◆ 抜粋本文 ◆
▶

図2】第1実施例となる輪番充電制御を示したフローチャート図である。
図3】第1実施例となる輪番充電制御で輪番充電する具体例を示した説明図である。
図4】第2実施例となる輪番充電制御を示したフローチャート図である。
図5】第2実施例となる輪番充電制御で輪番充電する具体例を示した説明図である。
【発明を実施するための形態】
【0009】
以下、本発明の一実施形態となる輪番充電装置について図面にもとづき詳細に説明する。
【0010】
図1は、輪番充電装置1を示す機能ブロック図である。
輪番充電装置1は、4つにグループ分けされたコンセントタップ2A~2D、各コンセントタップ2A~2D毎に応じて設けられ、コンセントタップ2A~2Dへ電力を供給する電路を開閉する開閉部3A~3D、輪番充電を制御する制御装置10、及び商用電源から電源の供給を受けるための電源プラグ9等を備えている。また、制御装置10には、輪番充電を開始させる等するための操作部4、後述するような輪番充電制御を実施するCPU5、CPU5による制御のもと開閉部3A~3Dを動作させるリレー制御部6、充電回路に流れる電流を計測する電流計測部7、及びCPU5に電源を供給する電源部8等が設けられている。そして、輪番充電装置1では、電源プラグ9及び開閉部3A~3Dのうちの何れか1つを介して各コンセントタップ2A~2Dへ商用電力が供給されるようになっている。
【0011】
なお、各コンセントタップ2A~2Dには、複数の機器(たとえばタブレット端末やパーソナルコンピュータ等)を接続することができる。そして、それらのコンセントタップ2A~2Dは、たとえば接続される機器を収納して保管可能なキャビネット等に設置されている。また、コンセントタップ2A~2Dに接続される機器では、充電量に応じて定電流充電(以下、CC充電と称す)から定電圧充電(以下、CV充電と称す)へ自動で切り替わる(充電量が所定量に達していないとCC充電し、所定量に達したことをもってCV充電へ切り替わる)ようになっている。
【0012】
ここで、本発明の要部となる輪番充電装置1における輪番充電制御の第1実施例について、図2に示すフローチャートに沿って説明する。
操作部4での操作に伴い輪番充電が開始されると、制御装置10は、まずコンセントタップ2A、コンセントタップ2B、コンセントタップ2C、コンセントタップ2Dの順番で所定の計測時間(たとえば1分間)にわたり電力を供給し、夫々の場合について充電回路に流れる電流を計測する(S1)。次に、計測した電流値と予め設定されている所定の閾値(たとえば500mA)とを比較するとともに、当該比較結果にもとづきコンセントタップ2A~2Dに対して輪番充電するにあたっての充電順を決定する(S2)。そして、決定した充電順にしたがいコンセントタップ2A~2Dに対して輪番充電する(S3)。なお、S3で実施される輪番充電は、充電順の決定以外は従来同様であり、所定のコンセントタップ(コンセントタップ2A~2Dの何れか)に対して所定の標準時間(図3でのt5-t6の時間、t6-t7の時間、t7-t8の時間、及びt8-t9の時間であって、たとえば30分間)にわたり電力を供給すると、次のコンセントタップへ切り替え、当該コンセントタップに対して標準時間にわたり電力を供給するようになっている。また、輪番充電中にも電流計測部7による電流の計測は継続しており、一のコンセントタップにおける充電電流が0mA(又は非常に小さい値)になると、当該コンセントタップでの充電は満充電になったとして、そのコンセントタップへの電力供給及び以後の切り替えはスキップし、他のコンセントタップについての電力供給及び切り替えを継続するようになっている。

◀

◆ 課題の内容 ◆
輪番充電装置の本文から、「輪番充電装置1は、4つにグル」から「り替わる)ようになっている。」に至るまでの部分をすべて、一字も変えずに書き写してください。

◆ 表示データ ◆
▶

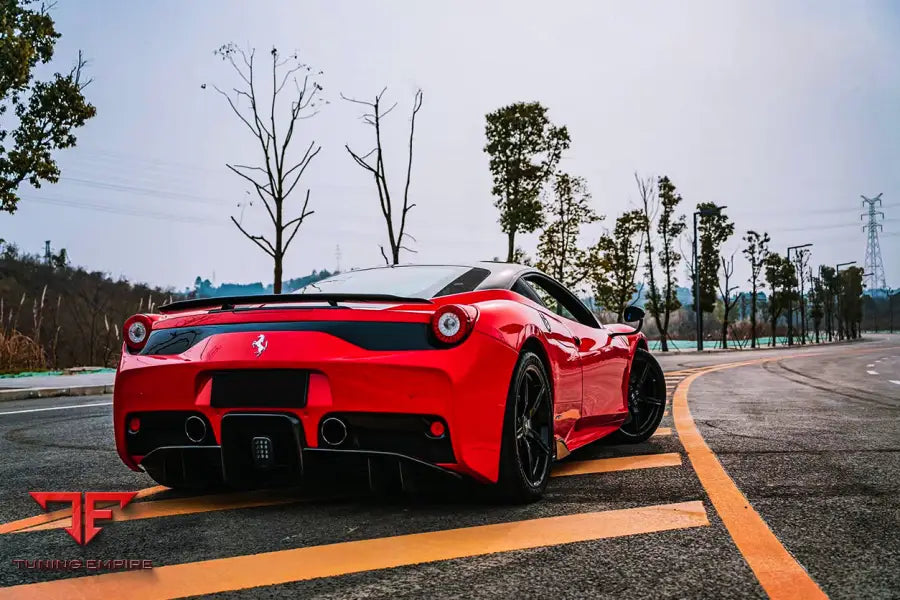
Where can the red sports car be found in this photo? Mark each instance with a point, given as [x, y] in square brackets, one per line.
[489, 371]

◀

◆ 解答例 ◆
輪番充電装置1は、4つにグループ分けされたコンセントタップ2A~2D、各コンセントタップ2A~2D毎に応じて設けられ、コンセントタップ2A~2Dへ電力を供給する電路を開閉する開閉部3A~3D、輪番充電を制御する制御装置10、及び商用電源から電源の供給を受けるための電源プラグ9等を備えている。また、制御装置10には、輪番充電を開始させる等するための操作部4、後述するような輪番充電制御を実施するCPU5、CPU5による制御のもと開閉部3A~3Dを動作させるリレー制御部6、充電回路に流れる電流を計測する電流計測部7、及びCPU5に電源を供給する電源部8等が設けられている。そして、輪番充電装置1では、電源プラグ9及び開閉部3A~3Dのうちの何れか1つを介して各コンセントタップ2A~2Dへ商用電力が供給されるようになっている。
【0011】
なお、各コンセントタップ2A~2Dには、複数の機器(たとえばタブレット端末やパーソナルコンピュータ等)を接続することができる。そして、それらのコンセントタップ2A~2Dは、たとえば接続される機器を収納して保管可能なキャビネット等に設置されている。また、コンセントタップ2A~2Dに接続される機器では、充電量に応じて定電流充電(以下、CC充電と称す)から定電圧充電(以下、CV充電と称す)へ自動で切り替わる(充電量が所定量に達していないとCC充電し、所定量に達したことをもってCV充電へ切り替わる)ようになっている。